• [What you have to do]: Copy each line in the rows below that contains the string "positive".

--- Study material ---

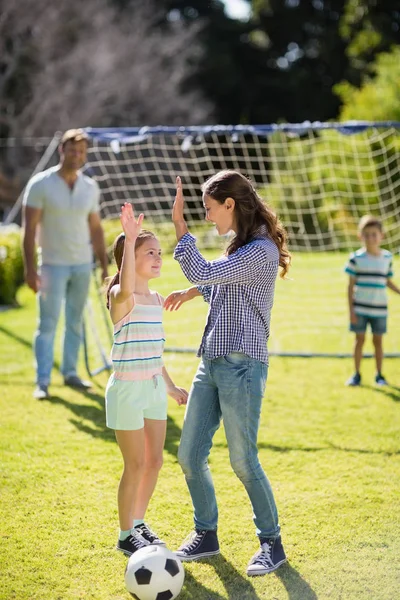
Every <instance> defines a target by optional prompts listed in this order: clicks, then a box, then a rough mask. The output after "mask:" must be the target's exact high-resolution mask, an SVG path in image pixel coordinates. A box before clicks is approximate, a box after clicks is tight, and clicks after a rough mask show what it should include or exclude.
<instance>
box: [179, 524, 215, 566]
mask: <svg viewBox="0 0 400 600" xmlns="http://www.w3.org/2000/svg"><path fill="white" fill-rule="evenodd" d="M175 554H176V556H177V557H178V558H180V559H181V560H182V561H189V560H197V559H199V558H206V557H207V556H214V555H215V554H219V544H218V538H217V532H216V531H215V530H213V529H208V530H204V529H195V530H194V531H192V533H191V534H190V535H189V536H188V538H187V539H186V540H185V541H184V542H183V544H182V546H181V547H180V548H178V550H177V551H176V552H175Z"/></svg>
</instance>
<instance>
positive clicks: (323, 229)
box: [86, 122, 400, 357]
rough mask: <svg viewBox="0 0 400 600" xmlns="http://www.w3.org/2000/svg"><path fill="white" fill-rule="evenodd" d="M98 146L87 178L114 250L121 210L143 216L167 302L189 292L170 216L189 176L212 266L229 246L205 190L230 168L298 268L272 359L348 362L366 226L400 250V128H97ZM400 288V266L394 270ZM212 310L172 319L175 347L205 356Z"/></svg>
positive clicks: (196, 216)
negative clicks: (193, 350) (323, 358)
mask: <svg viewBox="0 0 400 600" xmlns="http://www.w3.org/2000/svg"><path fill="white" fill-rule="evenodd" d="M86 132H87V133H88V135H89V136H90V138H91V141H92V143H91V144H90V148H89V153H88V159H89V160H88V164H87V168H86V171H87V173H88V174H89V175H90V176H92V177H94V178H95V179H96V180H97V181H98V183H99V185H100V187H101V190H102V199H101V211H102V216H103V219H104V223H105V228H106V231H107V237H108V239H109V240H110V243H111V240H112V238H113V236H114V235H115V234H116V233H118V232H119V231H120V224H119V220H118V214H119V212H120V206H121V204H122V203H123V202H126V201H129V202H132V203H133V205H134V209H135V212H137V213H139V212H144V214H145V218H146V221H145V226H146V227H147V228H149V229H151V228H153V229H154V230H155V232H156V233H158V235H159V237H160V239H161V243H162V246H163V249H164V252H165V254H166V260H165V266H164V270H163V275H162V276H161V279H160V280H157V282H156V283H155V286H156V287H157V289H158V290H159V291H160V292H161V293H164V294H167V293H168V292H169V291H172V290H173V289H177V288H181V287H183V286H184V285H186V284H185V281H184V278H183V277H182V275H181V273H180V270H179V267H178V265H177V263H175V262H174V261H173V260H172V259H171V257H170V254H171V252H172V249H173V247H174V244H175V238H174V230H173V227H172V224H171V207H172V202H173V198H174V194H175V178H176V175H178V174H179V175H180V176H181V178H182V181H183V185H184V193H185V198H186V218H187V221H188V224H189V228H190V230H191V231H192V232H193V233H194V234H195V235H196V237H197V239H198V244H199V246H200V248H201V249H202V250H204V252H205V253H206V255H207V256H208V257H210V258H214V257H216V256H218V255H219V254H220V253H221V252H222V251H223V242H224V240H222V243H221V239H220V238H218V237H217V236H216V233H215V229H214V227H213V226H212V225H211V224H206V223H205V222H204V210H203V205H202V198H201V191H200V186H201V184H202V182H203V181H204V180H205V179H206V178H207V177H209V176H210V175H212V174H213V173H215V172H216V171H219V170H221V169H237V170H239V171H241V172H242V173H243V174H245V175H247V176H248V177H249V178H251V179H252V180H253V182H254V183H255V186H256V188H257V190H258V193H259V194H260V195H261V197H262V198H263V199H265V201H266V202H268V203H269V205H270V206H271V207H272V208H273V209H274V210H276V212H277V213H278V215H279V216H280V219H281V220H282V222H283V224H284V225H285V227H286V229H287V231H288V234H289V243H290V250H291V252H292V254H293V266H292V269H291V270H290V272H289V278H288V279H287V280H278V281H277V285H276V297H275V306H274V309H273V313H272V329H271V338H270V351H271V353H272V354H280V355H290V356H293V355H298V356H338V357H340V356H349V355H351V345H352V337H351V336H350V334H349V333H348V310H347V300H346V287H347V277H346V275H345V274H344V272H343V267H344V264H345V262H346V260H347V256H348V253H349V252H350V251H351V250H354V249H357V248H358V247H359V245H360V243H359V241H358V240H357V224H358V221H359V219H360V217H361V216H363V215H365V214H374V215H376V216H379V217H380V218H381V219H382V221H383V225H384V229H385V242H384V247H385V248H387V249H389V250H390V251H392V252H393V254H394V255H397V254H398V250H399V244H400V226H399V223H400V174H399V157H400V123H397V122H386V123H368V122H349V123H309V122H307V123H301V124H284V125H255V126H207V127H201V126H199V127H179V128H177V127H153V128H152V127H142V128H122V129H121V128H118V129H104V128H101V129H95V128H87V129H86ZM394 272H395V280H396V274H397V273H398V275H399V280H400V261H399V259H398V257H397V256H395V260H394ZM389 300H390V305H389V315H390V316H389V334H388V336H387V339H386V340H385V349H386V354H387V356H400V354H399V353H398V342H399V335H398V332H399V331H400V302H399V299H398V298H397V297H395V296H394V295H393V297H391V293H390V292H389ZM206 313H207V306H206V305H205V304H204V302H203V301H202V300H201V299H196V300H194V301H193V303H189V304H187V305H184V306H183V307H182V309H181V310H180V311H179V312H178V313H174V314H172V315H171V314H169V313H168V314H167V315H166V316H165V326H166V333H167V348H169V349H173V350H175V351H179V350H181V351H182V350H189V351H192V350H195V348H196V347H197V346H198V344H199V341H200V337H201V332H202V328H203V325H204V321H205V318H206Z"/></svg>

---

• [Answer to this exercise]:
positive clicks: (323, 229)
positive clicks: (196, 216)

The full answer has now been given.